**Source passage:**
● ● ●

Cedric Chin has written about this idea previously. He highlights a passage from The Year Without Pants1, where veteran product manager Scott Berkun talks about a major bet he had to make with his team at Automattic:
"All that analysis just keeps you on the sidelines. Often you're better off flipping a coin and moving in any clear direction. Once you start moving, you get new data regardless of where you're trying to go. And the new data makes the next decision and the next better than staying on the sidelines desperately trying to predict the future without that time machine."
Brian Armstrong, the founder and CEO of Coinbase, makes a similar point. In his interview with investor Patrick O’Shaughnessy, Armstrong says:
“It doesn't even matter what you do as long as you do something, because that's my other favourite quote, is “action produces information.” So at a certain point, you got to stop pontificating about this stuff and just try something, anything. You're going to be embarrassed by the V1 until you go out there and you create. That's part of the product development process, is just dramatically scaling back kind of the ambition and the feature set and everything to rapidly iterate and prototype these things, but go do anything. The first thing you try is almost guaranteed not to work. So don't give up, just go try the next thing, and the next thing, and the next thing. That's the only way that new products and companies ever get created in the world. You got to put a lot of shots on goal to get one to eventually work.”
The value of action isn’t just the information it produces, but the additional benefits of moving quickly. Decisions in the real world are often time-sensitive — the sooner you act, the more value you realise from having acted. Often, it’s the fastest product — not the best product — that wins.
Action starts small
Like most things, action starts small. Sam Altman, again:
“The best founders work on things that seem small but they move really quickly. Every time you talk to the best founders they’ve gotten new things done. In fact, this is the one thing that we learned best predicts a success of founders in YC. If every time we talk to a team they’ve gotten new things done, that’s the best predictor we have that a company will be successful”
Keep the time gap between the ideas you have and the actions you take as small as possible. Next time you have a great thought about what you should do, take action. It doesn't have to be big, it can just be something. The movement is important.
The iPhone we have in our pockets today is pretty damn phenomenal, but it didn't start out that way. It started out as a shitty prototype that didn't have 3G, only worked on one cellular network, and had a screen that cracked all the time.
But the iPhone team continued to act. They built prototypes and tested ideas. They sought out feedback when it was painful to hear. They acted and iterated and fed new information into their decisions. It’s why there are 1.2 billion iPhone users in the world today. Action wins.
What I’m Reading
Good and Bad Procrastination (Paul Graham)
An old (2005) piece from PG. It poses an important but difficult to answer question - "What's the best thing you could be working on, and why aren't you?"

● ● ●

**What is asked:**
(1) In the passage on taking action, why does Scott Berkun say you are often better off flipping a coin and moving in any clear direction than continuing to analyze? Answer in one to three sentences.
(2) According to the passage on taking action, how many iPhone users are there in the world today?

● ● ●

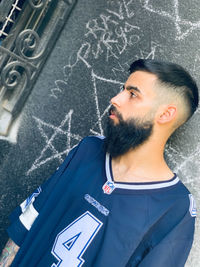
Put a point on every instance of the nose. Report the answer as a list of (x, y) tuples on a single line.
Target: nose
[(119, 99)]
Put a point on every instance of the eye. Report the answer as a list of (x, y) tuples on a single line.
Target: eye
[(133, 94)]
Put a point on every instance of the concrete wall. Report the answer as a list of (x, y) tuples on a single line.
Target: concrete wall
[(86, 68)]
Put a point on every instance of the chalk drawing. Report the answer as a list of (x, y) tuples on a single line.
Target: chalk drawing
[(57, 130), (98, 113), (175, 18)]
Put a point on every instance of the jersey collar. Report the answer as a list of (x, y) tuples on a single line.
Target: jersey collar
[(136, 186)]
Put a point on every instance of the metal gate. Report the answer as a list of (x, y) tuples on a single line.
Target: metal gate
[(28, 32)]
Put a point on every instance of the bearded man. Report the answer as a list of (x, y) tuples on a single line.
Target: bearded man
[(114, 201)]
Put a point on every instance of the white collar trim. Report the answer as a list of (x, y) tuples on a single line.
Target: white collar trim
[(136, 186)]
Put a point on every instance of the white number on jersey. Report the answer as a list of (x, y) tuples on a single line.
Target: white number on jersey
[(71, 243)]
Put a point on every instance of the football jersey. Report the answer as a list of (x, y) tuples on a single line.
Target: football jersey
[(81, 217)]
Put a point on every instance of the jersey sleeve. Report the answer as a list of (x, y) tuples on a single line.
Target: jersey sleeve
[(22, 218), (173, 249)]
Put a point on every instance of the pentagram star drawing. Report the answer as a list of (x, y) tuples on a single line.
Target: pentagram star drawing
[(64, 128)]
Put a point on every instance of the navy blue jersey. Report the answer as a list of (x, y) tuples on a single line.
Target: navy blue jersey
[(81, 217)]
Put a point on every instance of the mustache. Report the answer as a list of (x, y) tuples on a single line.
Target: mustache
[(113, 110)]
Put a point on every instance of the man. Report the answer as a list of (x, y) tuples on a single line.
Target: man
[(115, 201)]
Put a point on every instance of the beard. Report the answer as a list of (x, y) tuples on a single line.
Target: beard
[(125, 135)]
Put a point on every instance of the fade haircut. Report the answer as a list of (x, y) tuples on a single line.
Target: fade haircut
[(173, 77)]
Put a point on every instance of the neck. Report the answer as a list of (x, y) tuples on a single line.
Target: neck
[(144, 163)]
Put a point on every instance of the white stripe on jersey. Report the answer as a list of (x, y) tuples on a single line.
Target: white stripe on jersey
[(28, 217)]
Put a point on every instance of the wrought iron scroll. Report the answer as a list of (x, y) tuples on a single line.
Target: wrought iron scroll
[(24, 51)]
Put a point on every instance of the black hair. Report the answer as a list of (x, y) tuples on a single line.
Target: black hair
[(173, 75)]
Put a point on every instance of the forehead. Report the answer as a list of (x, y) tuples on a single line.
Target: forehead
[(144, 81)]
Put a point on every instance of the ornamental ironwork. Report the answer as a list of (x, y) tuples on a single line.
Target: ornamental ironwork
[(28, 31)]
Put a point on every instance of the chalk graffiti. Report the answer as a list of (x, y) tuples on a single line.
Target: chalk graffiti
[(179, 23), (57, 130)]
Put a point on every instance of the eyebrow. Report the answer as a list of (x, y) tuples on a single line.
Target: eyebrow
[(130, 87)]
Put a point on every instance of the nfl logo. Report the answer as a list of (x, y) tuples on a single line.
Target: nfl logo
[(108, 187)]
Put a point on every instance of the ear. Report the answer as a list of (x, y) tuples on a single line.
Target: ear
[(167, 114)]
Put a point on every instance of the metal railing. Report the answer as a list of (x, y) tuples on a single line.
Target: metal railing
[(26, 44)]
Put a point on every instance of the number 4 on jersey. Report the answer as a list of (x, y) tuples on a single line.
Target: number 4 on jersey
[(71, 243)]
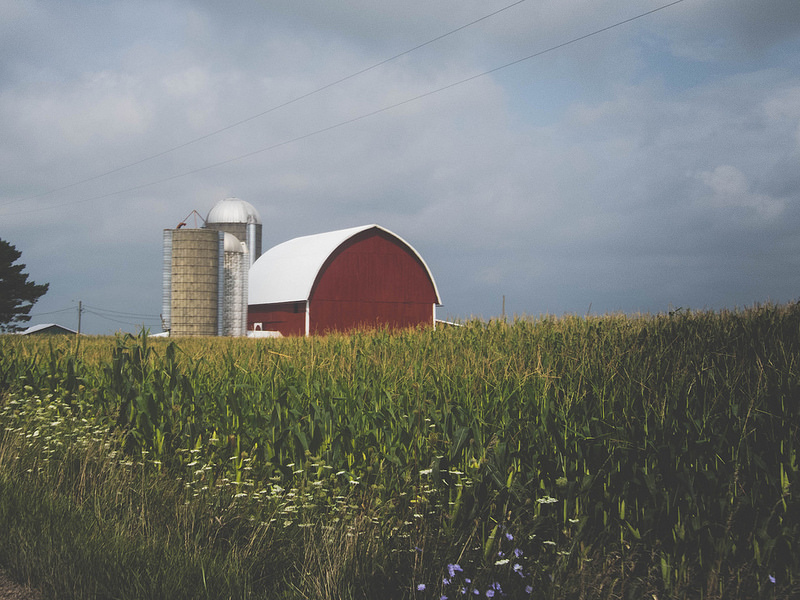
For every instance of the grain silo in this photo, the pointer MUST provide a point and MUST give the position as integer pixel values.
(236, 264)
(239, 218)
(192, 281)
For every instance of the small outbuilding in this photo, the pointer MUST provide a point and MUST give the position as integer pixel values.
(48, 329)
(341, 280)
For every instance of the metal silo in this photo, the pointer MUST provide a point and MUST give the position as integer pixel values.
(234, 304)
(193, 281)
(239, 218)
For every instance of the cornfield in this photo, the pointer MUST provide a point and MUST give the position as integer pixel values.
(614, 456)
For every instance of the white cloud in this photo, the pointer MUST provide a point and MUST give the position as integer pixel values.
(730, 189)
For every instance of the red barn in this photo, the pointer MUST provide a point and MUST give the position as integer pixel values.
(360, 277)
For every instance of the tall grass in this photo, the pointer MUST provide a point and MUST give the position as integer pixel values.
(572, 457)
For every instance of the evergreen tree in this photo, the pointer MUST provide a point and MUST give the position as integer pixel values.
(17, 294)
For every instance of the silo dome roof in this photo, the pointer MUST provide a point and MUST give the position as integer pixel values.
(233, 210)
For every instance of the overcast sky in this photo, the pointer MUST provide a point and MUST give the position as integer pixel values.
(651, 166)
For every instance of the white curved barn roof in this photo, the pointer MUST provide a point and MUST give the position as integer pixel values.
(287, 272)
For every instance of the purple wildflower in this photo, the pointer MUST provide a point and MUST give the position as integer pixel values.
(453, 569)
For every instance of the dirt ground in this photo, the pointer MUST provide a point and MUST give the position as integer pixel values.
(13, 591)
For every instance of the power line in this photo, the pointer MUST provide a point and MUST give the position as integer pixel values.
(120, 312)
(265, 112)
(97, 314)
(358, 118)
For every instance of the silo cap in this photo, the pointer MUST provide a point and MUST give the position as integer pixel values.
(233, 210)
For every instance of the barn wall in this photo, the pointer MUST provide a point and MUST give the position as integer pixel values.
(372, 280)
(288, 317)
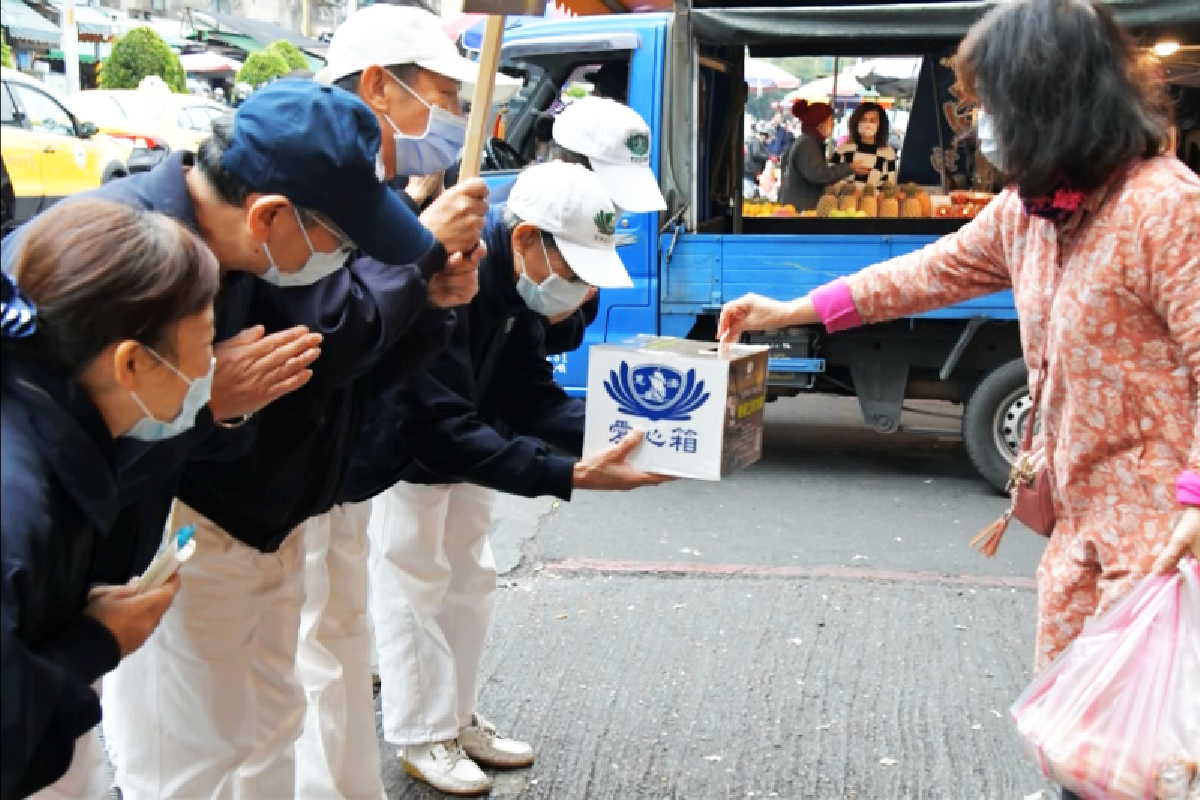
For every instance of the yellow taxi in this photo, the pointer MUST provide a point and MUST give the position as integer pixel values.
(48, 152)
(150, 118)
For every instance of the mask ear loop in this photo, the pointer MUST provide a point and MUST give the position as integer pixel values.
(295, 212)
(161, 360)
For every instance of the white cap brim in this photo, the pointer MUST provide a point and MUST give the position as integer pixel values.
(599, 266)
(467, 73)
(631, 187)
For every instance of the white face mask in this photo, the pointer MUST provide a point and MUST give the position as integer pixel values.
(555, 295)
(319, 265)
(150, 428)
(988, 144)
(436, 150)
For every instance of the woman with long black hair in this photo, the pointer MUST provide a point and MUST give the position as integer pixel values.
(107, 331)
(1098, 239)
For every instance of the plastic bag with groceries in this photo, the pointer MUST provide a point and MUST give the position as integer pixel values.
(1117, 715)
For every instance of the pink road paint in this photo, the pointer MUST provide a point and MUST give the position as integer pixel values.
(763, 571)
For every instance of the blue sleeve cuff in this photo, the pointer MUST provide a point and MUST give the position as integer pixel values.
(559, 476)
(85, 648)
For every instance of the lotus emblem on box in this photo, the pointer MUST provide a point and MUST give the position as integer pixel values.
(655, 391)
(663, 386)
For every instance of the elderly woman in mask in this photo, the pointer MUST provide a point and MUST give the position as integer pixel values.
(1097, 238)
(107, 330)
(805, 169)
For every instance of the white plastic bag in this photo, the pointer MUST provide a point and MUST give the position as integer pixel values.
(1117, 714)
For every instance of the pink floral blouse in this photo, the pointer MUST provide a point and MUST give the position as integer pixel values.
(1121, 335)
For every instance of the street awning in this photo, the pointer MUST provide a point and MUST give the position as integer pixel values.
(208, 62)
(774, 28)
(87, 54)
(167, 30)
(94, 22)
(24, 24)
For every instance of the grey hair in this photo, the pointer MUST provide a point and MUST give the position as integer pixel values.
(510, 221)
(405, 73)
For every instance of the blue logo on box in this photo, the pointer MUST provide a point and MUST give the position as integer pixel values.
(655, 391)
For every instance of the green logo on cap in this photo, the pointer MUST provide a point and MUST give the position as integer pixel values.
(606, 222)
(639, 144)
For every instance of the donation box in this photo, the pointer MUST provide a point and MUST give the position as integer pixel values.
(701, 410)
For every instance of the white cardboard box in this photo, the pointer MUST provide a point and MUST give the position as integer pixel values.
(701, 410)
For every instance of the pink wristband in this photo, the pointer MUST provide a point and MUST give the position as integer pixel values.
(835, 306)
(1187, 488)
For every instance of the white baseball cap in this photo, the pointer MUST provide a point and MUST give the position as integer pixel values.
(385, 35)
(617, 142)
(570, 203)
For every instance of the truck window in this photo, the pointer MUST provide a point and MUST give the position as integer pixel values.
(551, 83)
(903, 146)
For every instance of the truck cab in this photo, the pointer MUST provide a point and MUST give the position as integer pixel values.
(684, 73)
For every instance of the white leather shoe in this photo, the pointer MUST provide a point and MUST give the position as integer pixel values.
(447, 768)
(487, 747)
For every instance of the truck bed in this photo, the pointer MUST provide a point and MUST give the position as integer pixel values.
(702, 271)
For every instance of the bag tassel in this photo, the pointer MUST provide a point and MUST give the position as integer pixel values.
(988, 541)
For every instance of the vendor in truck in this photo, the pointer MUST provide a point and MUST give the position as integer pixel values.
(868, 146)
(805, 169)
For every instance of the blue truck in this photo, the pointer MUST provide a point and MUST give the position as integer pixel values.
(685, 78)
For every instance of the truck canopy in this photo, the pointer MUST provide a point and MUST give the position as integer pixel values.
(780, 28)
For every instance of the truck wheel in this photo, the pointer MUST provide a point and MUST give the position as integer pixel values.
(7, 202)
(995, 419)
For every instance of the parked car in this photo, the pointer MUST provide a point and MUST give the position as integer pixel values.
(47, 151)
(155, 121)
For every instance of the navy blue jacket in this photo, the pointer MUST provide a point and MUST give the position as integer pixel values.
(564, 336)
(438, 426)
(60, 501)
(283, 479)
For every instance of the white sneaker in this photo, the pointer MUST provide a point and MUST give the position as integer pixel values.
(487, 747)
(445, 767)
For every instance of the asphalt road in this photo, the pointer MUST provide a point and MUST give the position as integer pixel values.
(815, 626)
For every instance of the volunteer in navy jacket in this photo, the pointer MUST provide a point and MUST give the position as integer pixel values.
(310, 154)
(107, 332)
(432, 578)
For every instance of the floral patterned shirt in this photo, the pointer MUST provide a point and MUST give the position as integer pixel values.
(1117, 318)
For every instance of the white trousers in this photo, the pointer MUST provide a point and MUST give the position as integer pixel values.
(209, 707)
(432, 593)
(337, 756)
(87, 779)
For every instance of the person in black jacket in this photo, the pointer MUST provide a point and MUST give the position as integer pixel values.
(432, 578)
(807, 170)
(612, 140)
(300, 160)
(107, 331)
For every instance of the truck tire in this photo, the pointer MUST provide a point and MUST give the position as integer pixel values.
(113, 172)
(995, 419)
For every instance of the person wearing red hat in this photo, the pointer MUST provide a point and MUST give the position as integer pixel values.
(805, 169)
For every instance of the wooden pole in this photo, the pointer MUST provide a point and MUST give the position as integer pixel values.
(481, 101)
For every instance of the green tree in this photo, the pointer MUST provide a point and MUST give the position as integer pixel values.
(138, 54)
(261, 67)
(289, 53)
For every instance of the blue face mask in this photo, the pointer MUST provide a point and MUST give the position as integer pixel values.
(149, 428)
(988, 144)
(436, 150)
(552, 296)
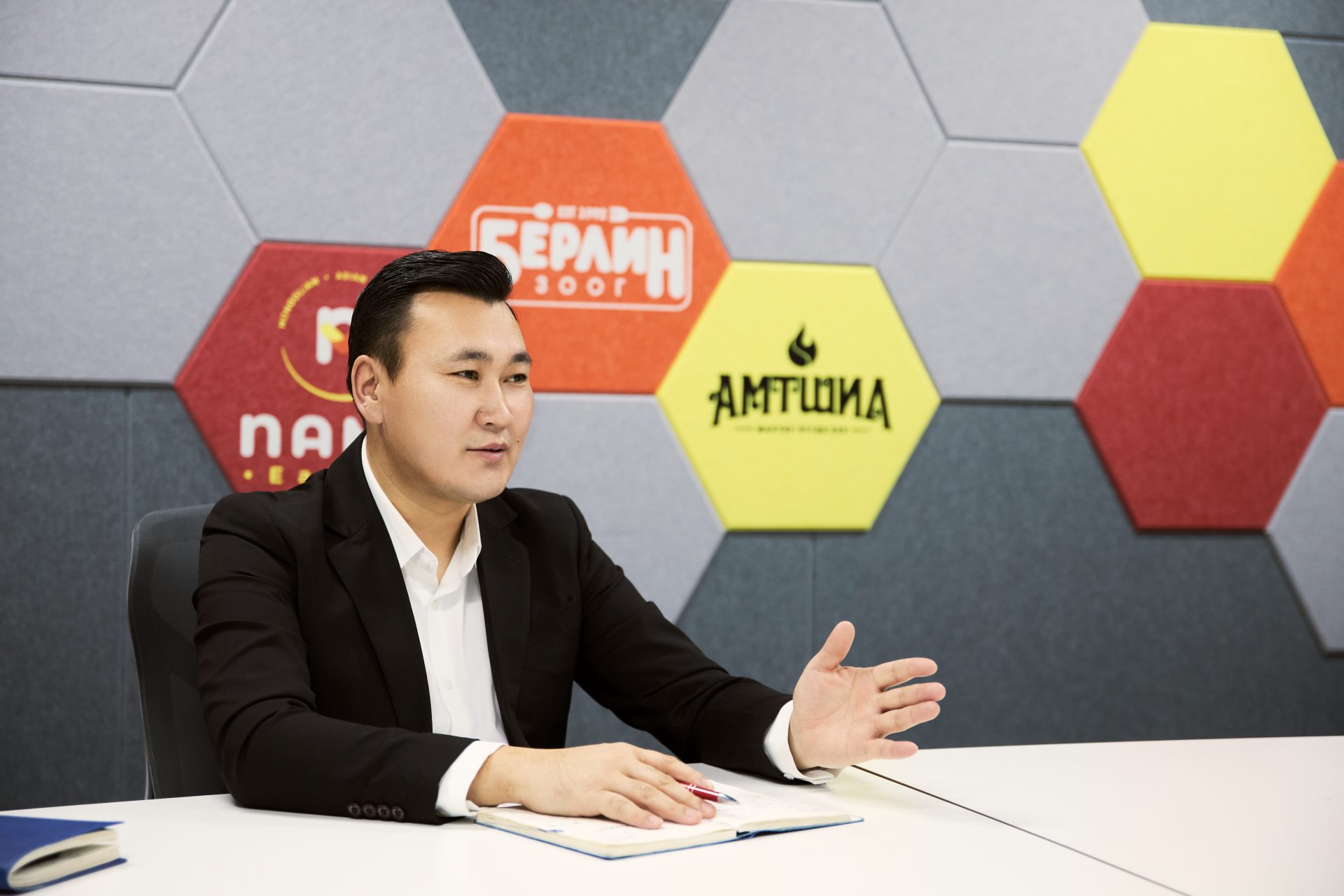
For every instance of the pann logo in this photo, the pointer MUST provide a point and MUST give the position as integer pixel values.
(596, 257)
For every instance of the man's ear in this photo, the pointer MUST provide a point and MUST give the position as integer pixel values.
(366, 379)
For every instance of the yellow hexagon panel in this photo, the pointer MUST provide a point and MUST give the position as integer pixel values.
(799, 397)
(1209, 152)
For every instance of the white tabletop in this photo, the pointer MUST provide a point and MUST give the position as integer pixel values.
(1245, 816)
(909, 843)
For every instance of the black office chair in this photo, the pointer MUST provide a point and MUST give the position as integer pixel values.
(164, 547)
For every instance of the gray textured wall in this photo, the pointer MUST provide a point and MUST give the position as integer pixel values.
(139, 174)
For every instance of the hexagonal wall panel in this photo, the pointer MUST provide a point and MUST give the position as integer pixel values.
(610, 250)
(620, 461)
(799, 397)
(1312, 285)
(1202, 405)
(806, 131)
(1018, 70)
(1009, 272)
(1209, 152)
(267, 383)
(342, 121)
(601, 58)
(147, 42)
(118, 237)
(1310, 532)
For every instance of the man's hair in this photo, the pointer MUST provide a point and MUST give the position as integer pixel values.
(384, 308)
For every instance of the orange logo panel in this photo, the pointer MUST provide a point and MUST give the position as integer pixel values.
(610, 250)
(267, 383)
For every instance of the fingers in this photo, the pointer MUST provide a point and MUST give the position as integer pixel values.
(901, 671)
(890, 723)
(836, 648)
(910, 695)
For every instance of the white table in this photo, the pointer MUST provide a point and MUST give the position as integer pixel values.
(909, 843)
(1238, 816)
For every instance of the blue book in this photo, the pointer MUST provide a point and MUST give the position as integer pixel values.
(35, 852)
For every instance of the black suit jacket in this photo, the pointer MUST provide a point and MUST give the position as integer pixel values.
(311, 671)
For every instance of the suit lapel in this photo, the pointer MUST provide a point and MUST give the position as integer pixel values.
(505, 597)
(368, 567)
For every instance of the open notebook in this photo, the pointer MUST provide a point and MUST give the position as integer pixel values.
(752, 814)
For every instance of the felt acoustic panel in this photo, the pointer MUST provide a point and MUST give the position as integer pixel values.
(1209, 152)
(598, 58)
(147, 42)
(1009, 272)
(120, 238)
(65, 648)
(1202, 405)
(1308, 531)
(1310, 284)
(1322, 18)
(752, 614)
(804, 130)
(620, 463)
(1006, 558)
(1320, 64)
(342, 121)
(1018, 70)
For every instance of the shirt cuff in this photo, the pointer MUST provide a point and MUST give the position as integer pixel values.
(457, 780)
(777, 750)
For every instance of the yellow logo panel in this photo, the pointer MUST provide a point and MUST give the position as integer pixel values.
(1209, 152)
(799, 397)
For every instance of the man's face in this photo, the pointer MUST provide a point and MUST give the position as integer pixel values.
(457, 413)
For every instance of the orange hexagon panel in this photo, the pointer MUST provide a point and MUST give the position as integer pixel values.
(267, 383)
(1202, 405)
(1310, 282)
(612, 254)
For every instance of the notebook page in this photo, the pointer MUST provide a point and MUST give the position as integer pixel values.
(604, 830)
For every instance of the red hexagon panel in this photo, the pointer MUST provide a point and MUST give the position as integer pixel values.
(1310, 281)
(612, 254)
(267, 383)
(1202, 405)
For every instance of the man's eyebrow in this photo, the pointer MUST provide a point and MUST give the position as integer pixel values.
(479, 355)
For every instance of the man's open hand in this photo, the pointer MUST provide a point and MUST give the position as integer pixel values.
(617, 780)
(843, 715)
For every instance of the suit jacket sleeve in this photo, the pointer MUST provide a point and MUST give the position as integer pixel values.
(276, 750)
(651, 675)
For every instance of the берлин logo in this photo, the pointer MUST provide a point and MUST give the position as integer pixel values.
(601, 257)
(771, 394)
(314, 351)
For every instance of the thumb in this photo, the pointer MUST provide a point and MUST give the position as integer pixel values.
(835, 649)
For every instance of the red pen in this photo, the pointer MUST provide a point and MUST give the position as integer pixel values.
(705, 793)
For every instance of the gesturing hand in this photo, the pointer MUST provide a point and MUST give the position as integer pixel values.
(619, 780)
(841, 715)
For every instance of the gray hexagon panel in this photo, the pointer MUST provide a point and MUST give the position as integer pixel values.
(351, 122)
(596, 58)
(620, 461)
(120, 238)
(147, 42)
(804, 131)
(1018, 70)
(1308, 532)
(1009, 272)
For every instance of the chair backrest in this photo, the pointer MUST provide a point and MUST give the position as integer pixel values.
(164, 550)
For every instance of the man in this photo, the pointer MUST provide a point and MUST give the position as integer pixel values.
(397, 637)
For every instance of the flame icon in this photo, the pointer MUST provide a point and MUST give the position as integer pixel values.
(800, 352)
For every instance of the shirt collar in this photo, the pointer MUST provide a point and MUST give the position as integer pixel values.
(407, 545)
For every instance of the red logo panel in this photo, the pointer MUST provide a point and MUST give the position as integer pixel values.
(267, 383)
(610, 250)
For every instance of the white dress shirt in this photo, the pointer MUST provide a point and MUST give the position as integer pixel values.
(451, 625)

● ● ●

**Correct answers:**
(1) Once you start moving, you get new data no matter where you are trying to go. That new data improves each following decision, which beats staying on the sidelines trying to predict the future.

(2) 1.2 billion.